*Problems to solve*:
- a) Answer these questions from the passage on machine learning model drift:
(i) What concept does the self-fine tuning application use underneath?
(ii) How often might customers want the model periodically retrained?
(iii) What name is given to the third aspect?
- b) Please write out the part of the passage on machine learning model drift starting at "Underneath, update the" and ending at "once a month.".

*Passage shown*:
↓↓↓

There could be any number of reasons
why that exact same machine learning model that was initially
trained to run and produce the results may begin to drift, may no longer do that. So we fully
recognize that. So for that, what we have done is obviously at that point, you can't go back to the
customer and ask to say, look, let's go hire a data scientist to go help you retrain that program,
right? That's not going to fly. That's not going to happen.
So we built, for example, this is very common practice,
which is built this self-fine tuning application.
So in other words, you build a UI to say, look, here is a player stock.
Here is a worker safety environment.
Here is a predictive maintenance use case for an asset,
but something has changed.
Bring up the UI for that application.
Allow the customer to say, look, here is my new video. Here is my new information that I'm feeding it. And here is what's different about it. Now, underneath what needs to happen is we use this
concept of transfer learning. So in other words, you previously built a machine learning model.
You have trained it based on certain data sets. The model has learned how things work. Now you're feeding that model this additional information. How does the model now learn not only what it has previously
learned but also augmented with what's being fed now? That's the transfer learning. We use the
technique underneath but again none of this is exposed to the end customer because they don't
know what you when you start talking about transfer learning machine learning it goes over their head
you don't know what you're talking about right. So we only expose the UI to them to upload that information.
Underneath, update the model.
That's one technique that we use to be able to continue to predict with the same level of accuracy.
I'll just say a couple more things before I hand it over to you.
So the second aspect is there is this notion of periodic training.
A lot of the times customers say, you know what, I'm not going to bother to come once in a while whenever there is a problem, I'm going to upload it.
But instead, I want you to periodically retrain it almost maybe once a week, maybe once a month.
And here's how we do that.
So we've also employed that mechanism in certain scenarios to say, look, you know what, let's not bother when the problem happens, let's go take a look at it.
Just periodically augment it and implement it. That's one. And there's also a third aspect. This is what we call the closed
loop machine learning. What happens is at the time that you detected a drift or the degradation in
the level of accuracy, you start sending the data into a central retraining module. The model gets
retrained and you push it back onto
the edge device as well. And you keep doing this iteratively until the accuracy comes back up as
well. So, suffice it to just summarize, there are a number of techniques that can be used in order to
update the models to continue to predict the highly accurate results, even when things do
change due to environmental reasons.

↑↑↑

*Excerpted data*:

↓↓↓

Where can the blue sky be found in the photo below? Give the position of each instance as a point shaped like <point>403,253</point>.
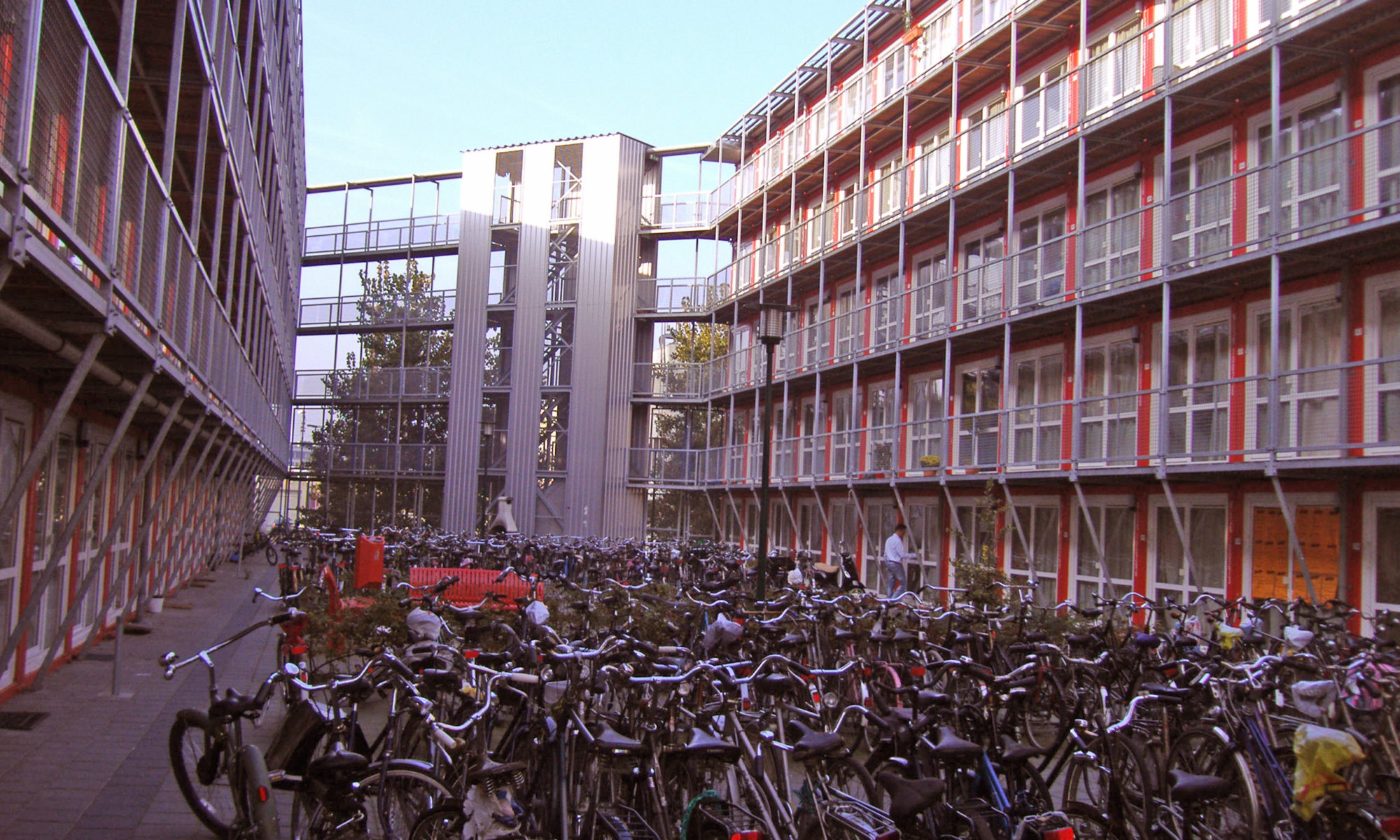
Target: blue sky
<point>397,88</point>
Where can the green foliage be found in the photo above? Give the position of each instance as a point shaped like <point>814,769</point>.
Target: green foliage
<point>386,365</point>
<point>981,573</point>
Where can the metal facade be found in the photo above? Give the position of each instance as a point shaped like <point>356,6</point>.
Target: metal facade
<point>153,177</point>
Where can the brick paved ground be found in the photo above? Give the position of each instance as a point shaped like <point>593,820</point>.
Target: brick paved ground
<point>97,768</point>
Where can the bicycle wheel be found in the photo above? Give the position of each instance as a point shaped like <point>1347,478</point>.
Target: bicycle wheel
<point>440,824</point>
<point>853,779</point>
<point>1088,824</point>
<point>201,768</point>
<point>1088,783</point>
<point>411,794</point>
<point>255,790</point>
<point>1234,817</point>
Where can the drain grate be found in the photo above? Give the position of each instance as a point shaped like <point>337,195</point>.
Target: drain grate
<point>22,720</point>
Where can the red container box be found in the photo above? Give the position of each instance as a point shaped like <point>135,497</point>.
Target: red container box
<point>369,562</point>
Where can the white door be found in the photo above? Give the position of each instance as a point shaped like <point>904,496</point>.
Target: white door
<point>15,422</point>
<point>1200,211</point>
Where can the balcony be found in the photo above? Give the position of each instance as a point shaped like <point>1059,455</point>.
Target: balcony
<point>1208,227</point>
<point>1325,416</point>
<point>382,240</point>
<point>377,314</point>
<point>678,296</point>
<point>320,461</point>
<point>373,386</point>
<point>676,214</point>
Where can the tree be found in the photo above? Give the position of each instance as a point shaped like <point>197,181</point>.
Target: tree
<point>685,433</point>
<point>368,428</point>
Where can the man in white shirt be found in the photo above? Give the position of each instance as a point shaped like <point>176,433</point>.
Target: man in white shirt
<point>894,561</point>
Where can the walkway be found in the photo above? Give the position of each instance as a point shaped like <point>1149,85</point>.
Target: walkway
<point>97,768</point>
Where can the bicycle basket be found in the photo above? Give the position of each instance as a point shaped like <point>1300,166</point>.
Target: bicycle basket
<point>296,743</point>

↑↑↑
↓↓↓

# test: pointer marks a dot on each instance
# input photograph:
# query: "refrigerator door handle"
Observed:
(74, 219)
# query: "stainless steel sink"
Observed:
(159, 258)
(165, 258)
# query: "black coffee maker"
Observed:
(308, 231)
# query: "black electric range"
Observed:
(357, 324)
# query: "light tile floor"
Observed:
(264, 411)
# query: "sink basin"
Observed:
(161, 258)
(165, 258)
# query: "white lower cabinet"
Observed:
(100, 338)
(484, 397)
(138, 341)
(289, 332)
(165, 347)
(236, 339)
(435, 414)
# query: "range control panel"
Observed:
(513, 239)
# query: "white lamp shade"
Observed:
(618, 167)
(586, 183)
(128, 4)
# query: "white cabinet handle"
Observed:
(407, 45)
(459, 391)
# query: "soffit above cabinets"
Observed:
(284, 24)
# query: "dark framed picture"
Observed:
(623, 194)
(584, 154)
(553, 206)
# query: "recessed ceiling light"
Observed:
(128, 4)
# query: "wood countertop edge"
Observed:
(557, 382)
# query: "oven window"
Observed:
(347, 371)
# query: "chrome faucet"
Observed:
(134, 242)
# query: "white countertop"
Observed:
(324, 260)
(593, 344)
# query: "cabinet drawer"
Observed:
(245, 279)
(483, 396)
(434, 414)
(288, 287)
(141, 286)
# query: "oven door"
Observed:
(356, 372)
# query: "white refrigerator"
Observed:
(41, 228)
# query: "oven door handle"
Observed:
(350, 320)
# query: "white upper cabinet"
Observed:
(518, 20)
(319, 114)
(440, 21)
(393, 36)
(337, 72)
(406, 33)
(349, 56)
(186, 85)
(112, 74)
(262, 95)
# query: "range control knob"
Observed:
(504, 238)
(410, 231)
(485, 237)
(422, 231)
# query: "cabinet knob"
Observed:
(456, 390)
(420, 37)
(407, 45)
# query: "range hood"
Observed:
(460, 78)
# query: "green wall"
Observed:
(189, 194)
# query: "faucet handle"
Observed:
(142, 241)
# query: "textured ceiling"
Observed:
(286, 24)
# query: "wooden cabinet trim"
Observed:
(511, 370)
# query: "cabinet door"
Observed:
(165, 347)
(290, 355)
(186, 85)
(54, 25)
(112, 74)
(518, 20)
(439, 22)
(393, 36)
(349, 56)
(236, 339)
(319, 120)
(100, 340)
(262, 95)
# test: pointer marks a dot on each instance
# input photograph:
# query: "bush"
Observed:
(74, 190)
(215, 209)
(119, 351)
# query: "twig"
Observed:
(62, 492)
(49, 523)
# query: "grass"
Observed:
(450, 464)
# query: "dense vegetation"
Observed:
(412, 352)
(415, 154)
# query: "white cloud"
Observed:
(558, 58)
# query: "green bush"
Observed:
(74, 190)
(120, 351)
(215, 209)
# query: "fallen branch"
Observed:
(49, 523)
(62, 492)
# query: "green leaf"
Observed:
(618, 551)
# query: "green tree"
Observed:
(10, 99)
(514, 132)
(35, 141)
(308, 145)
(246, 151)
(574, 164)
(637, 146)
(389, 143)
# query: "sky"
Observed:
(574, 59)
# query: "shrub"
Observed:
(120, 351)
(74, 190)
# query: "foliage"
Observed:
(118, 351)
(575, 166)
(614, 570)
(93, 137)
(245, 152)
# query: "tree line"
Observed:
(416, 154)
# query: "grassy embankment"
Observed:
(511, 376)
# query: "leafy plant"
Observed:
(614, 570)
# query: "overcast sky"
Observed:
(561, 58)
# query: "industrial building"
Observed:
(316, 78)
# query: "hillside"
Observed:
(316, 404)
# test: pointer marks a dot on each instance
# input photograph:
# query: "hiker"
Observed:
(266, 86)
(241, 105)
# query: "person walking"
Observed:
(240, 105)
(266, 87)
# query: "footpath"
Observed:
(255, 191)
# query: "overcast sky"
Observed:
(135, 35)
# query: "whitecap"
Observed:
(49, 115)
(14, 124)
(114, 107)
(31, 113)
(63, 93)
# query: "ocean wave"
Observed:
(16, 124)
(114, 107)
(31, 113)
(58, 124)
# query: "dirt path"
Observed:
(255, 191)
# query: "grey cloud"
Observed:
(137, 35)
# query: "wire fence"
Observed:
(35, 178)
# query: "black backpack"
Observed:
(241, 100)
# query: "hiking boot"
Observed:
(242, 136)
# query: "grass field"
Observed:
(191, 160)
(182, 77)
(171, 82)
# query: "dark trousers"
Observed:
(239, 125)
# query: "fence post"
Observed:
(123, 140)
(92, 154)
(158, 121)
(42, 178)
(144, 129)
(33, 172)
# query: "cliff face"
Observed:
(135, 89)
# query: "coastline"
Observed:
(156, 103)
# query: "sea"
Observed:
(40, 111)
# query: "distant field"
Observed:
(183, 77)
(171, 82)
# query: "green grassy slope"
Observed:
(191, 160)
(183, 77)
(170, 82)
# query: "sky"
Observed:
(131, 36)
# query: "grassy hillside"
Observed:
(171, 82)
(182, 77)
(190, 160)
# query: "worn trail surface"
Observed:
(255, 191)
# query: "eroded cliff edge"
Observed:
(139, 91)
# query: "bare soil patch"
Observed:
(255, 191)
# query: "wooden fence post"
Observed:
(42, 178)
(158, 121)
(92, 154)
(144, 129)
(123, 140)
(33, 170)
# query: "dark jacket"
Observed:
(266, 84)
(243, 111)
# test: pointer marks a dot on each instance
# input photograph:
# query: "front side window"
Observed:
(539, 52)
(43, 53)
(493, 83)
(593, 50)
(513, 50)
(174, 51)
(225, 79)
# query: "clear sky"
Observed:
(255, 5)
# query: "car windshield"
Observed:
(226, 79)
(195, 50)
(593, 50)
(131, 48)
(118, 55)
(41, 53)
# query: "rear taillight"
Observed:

↑↑↑

*Set of answers*:
- a)
(i) Transfer learning.
(ii) Maybe once a week, maybe once a month.
(iii) Closed loop machine learning.

- b)
Underneath, update the model.
That's one technique that we use to be able to continue to predict with the same level of accuracy.
I'll just say a couple more things before I hand it over to you.
So the second aspect is there is this notion of periodic training.
A lot of the times customers say, you know what, I'm not going to bother to come once in a while whenever there is a problem, I'm going to upload it.
But instead, I want you to periodically retrain it almost maybe once a week, maybe once a month.